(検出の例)
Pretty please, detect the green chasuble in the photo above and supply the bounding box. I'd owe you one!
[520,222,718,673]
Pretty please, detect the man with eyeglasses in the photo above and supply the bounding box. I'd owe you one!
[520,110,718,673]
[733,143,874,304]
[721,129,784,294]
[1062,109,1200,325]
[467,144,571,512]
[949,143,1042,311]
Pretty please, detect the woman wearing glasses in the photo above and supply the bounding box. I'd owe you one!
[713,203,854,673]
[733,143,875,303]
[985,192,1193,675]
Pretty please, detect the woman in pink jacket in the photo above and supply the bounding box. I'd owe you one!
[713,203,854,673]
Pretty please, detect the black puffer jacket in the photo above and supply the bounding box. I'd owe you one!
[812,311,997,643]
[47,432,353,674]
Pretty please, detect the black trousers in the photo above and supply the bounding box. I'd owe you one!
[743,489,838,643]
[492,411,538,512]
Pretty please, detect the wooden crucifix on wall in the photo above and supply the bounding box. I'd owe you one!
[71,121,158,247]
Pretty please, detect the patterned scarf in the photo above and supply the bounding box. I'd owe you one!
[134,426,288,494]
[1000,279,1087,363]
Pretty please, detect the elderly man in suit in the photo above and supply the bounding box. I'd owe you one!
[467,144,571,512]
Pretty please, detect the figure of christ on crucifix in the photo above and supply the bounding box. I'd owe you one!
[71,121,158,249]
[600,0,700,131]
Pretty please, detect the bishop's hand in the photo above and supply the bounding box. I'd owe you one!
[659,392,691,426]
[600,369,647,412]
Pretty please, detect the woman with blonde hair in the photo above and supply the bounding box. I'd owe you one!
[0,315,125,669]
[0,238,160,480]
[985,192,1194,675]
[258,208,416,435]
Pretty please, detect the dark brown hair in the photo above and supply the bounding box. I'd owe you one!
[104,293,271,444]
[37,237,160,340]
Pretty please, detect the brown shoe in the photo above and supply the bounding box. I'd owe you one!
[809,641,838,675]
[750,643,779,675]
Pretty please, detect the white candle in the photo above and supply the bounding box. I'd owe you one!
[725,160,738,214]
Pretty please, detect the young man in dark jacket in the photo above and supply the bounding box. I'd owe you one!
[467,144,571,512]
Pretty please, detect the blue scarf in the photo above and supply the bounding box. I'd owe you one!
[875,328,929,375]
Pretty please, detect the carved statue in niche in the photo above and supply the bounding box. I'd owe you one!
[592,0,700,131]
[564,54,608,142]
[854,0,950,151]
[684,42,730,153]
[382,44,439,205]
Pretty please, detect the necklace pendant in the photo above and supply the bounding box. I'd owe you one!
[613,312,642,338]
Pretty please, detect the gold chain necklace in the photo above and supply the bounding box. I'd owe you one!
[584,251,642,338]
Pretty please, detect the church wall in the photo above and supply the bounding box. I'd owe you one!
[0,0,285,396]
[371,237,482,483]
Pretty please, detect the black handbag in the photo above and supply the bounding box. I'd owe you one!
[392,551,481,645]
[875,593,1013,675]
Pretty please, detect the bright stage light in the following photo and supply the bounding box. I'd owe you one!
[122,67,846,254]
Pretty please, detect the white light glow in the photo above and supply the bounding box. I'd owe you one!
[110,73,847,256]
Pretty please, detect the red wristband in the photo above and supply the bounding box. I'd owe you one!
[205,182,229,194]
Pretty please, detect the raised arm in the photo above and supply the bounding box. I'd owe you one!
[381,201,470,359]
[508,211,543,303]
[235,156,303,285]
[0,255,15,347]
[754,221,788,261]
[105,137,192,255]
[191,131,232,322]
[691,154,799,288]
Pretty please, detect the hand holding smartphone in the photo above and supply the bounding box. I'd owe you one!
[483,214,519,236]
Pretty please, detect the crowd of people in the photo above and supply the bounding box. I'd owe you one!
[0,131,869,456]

◆ 課題: 上の行をすべて、「番号」と「行」の2列を持つMarkdownの表に変換してください。空行は表に含めない。

◆ 解答:
| 番号 | 行 |
|---|---|
| 1 | Pretty please, detect the green chasuble in the photo above and supply the bounding box. I'd owe you one! |
| 2 | [520,222,718,673] |
| 3 | Pretty please, detect the man with eyeglasses in the photo above and supply the bounding box. I'd owe you one! |
| 4 | [520,110,718,673] |
| 5 | [733,143,874,304] |
| 6 | [721,129,784,294] |
| 7 | [1062,109,1200,325] |
| 8 | [467,144,571,512] |
| 9 | [949,143,1042,311] |
| 10 | Pretty please, detect the woman wearing glasses in the photo above and supply the bounding box. I'd owe you one! |
| 11 | [713,203,854,673] |
| 12 | [733,143,875,303] |
| 13 | [985,192,1193,675] |
| 14 | Pretty please, detect the woman in pink jacket in the photo above and supply the bounding box. I'd owe you one! |
| 15 | [713,203,854,673] |
| 16 | Pretty please, detect the black puffer jacket in the photo above and supply the bounding box. I'd owe you one! |
| 17 | [812,311,997,643] |
| 18 | [47,432,353,674] |
| 19 | Pretty please, detect the black trousers in the photo above and supply the bounding box. I'd owe you one! |
| 20 | [743,489,838,643] |
| 21 | [492,411,538,512] |
| 22 | Pretty please, detect the wooden crucifix on wall in the photo above and supply the bounding box. I'd owe you one! |
| 23 | [71,121,158,247] |
| 24 | Pretty please, detect the patterned scarf in the photo above and supply the bounding box. I'd owe you one! |
| 25 | [134,426,288,494] |
| 26 | [1000,279,1087,363] |
| 27 | Pretty please, detect the elderly man in suit in the photo above and supply the bounding box. I'd owe you one! |
| 28 | [467,144,571,512] |
| 29 | Pretty please, detect the figure of christ on crucifix in the photo above and supply the bounding box. I'd owe you one! |
| 30 | [71,121,158,249] |
| 31 | [600,0,700,131] |
| 32 | Pretty please, detect the bishop's hand in the photo above and supply the bounding box. I'd owe you one! |
| 33 | [659,392,691,426] |
| 34 | [600,369,647,412] |
| 35 | Pretty please, detect the woman with blonde hair in the photo above and supply the bounding box. I'd owe you one! |
| 36 | [0,315,125,669] |
| 37 | [0,238,160,480] |
| 38 | [985,192,1194,675] |
| 39 | [258,208,416,435] |
| 40 | Pretty please, detect the dark brown hair in the photo above and supply the bounding box. I'd owe you one! |
| 41 | [104,293,271,444] |
| 42 | [37,237,160,340] |
| 43 | Pretty please, detect the brown shoe in the photo above and supply the bounding box. I'd owe you one! |
| 44 | [809,641,838,675] |
| 45 | [750,643,779,675] |
| 46 | Pretty please, detect the white candle in the photo above and supply the bounding box. I'd owe you one! |
| 47 | [725,160,738,214] |
| 48 | Pretty please, detect the young man in dark jacket in the photo above and supply the bounding box. I'd owe you one! |
| 49 | [467,144,571,512] |
| 50 | Pretty please, detect the blue scarf in the photo above and supply the bounding box. I'd owe you one! |
| 51 | [875,328,929,375] |
| 52 | Pretty please, detect the carved statue in niche in the photo above and supply the bounding box. I'd owe you one! |
| 53 | [592,0,700,131] |
| 54 | [564,54,608,142] |
| 55 | [854,0,950,151] |
| 56 | [684,42,730,153] |
| 57 | [382,44,439,205] |
| 58 | Pretty please, detect the necklace pendant in the photo above and supply the bounding box. I'd owe you one! |
| 59 | [613,312,642,338] |
| 60 | Pretty please, detect the gold chain necklace in the photo above and supply the bounding box. I'd owe you one! |
| 61 | [584,251,642,338] |
| 62 | Pretty please, detect the church wall in the photo above and supply the bounding box. I'd owe you one! |
| 63 | [0,0,285,396] |
| 64 | [371,237,482,483] |
| 65 | Pretty please, detect the black handbag in the photo above and supply the bounding box. I'd owe you one! |
| 66 | [392,551,481,645] |
| 67 | [875,593,1013,675] |
| 68 | Pretty please, detect the bright stage light in the following photo and supply the bounding box. I'd owe you one! |
| 69 | [122,67,846,254] |
| 70 | Pretty please, detect the white light glow in the photo above and supply the bounding box. I'd owe you one! |
| 71 | [110,73,847,256] |
| 72 | Pretty please, detect the red wristband in the photo above and supply the bounding box. I'd owe you one! |
| 73 | [205,182,229,194] |
| 74 | Pretty please, detect the raised arm in the photo above and supply the bounding box. I'd owe you one! |
| 75 | [381,201,470,359] |
| 76 | [508,211,543,303] |
| 77 | [235,156,303,285] |
| 78 | [0,255,15,347] |
| 79 | [754,221,788,261] |
| 80 | [105,137,192,255] |
| 81 | [191,131,232,322] |
| 82 | [691,154,799,288] |
| 83 | Pretty please, detect the hand holding smartphone in the photo above and supply the bounding box. I'd owe you one! |
| 84 | [483,214,519,236] |
| 85 | Pretty please, detect the crowd of people in the photo above and supply the bounding box. I'd owe you one! |
| 86 | [0,131,869,456] |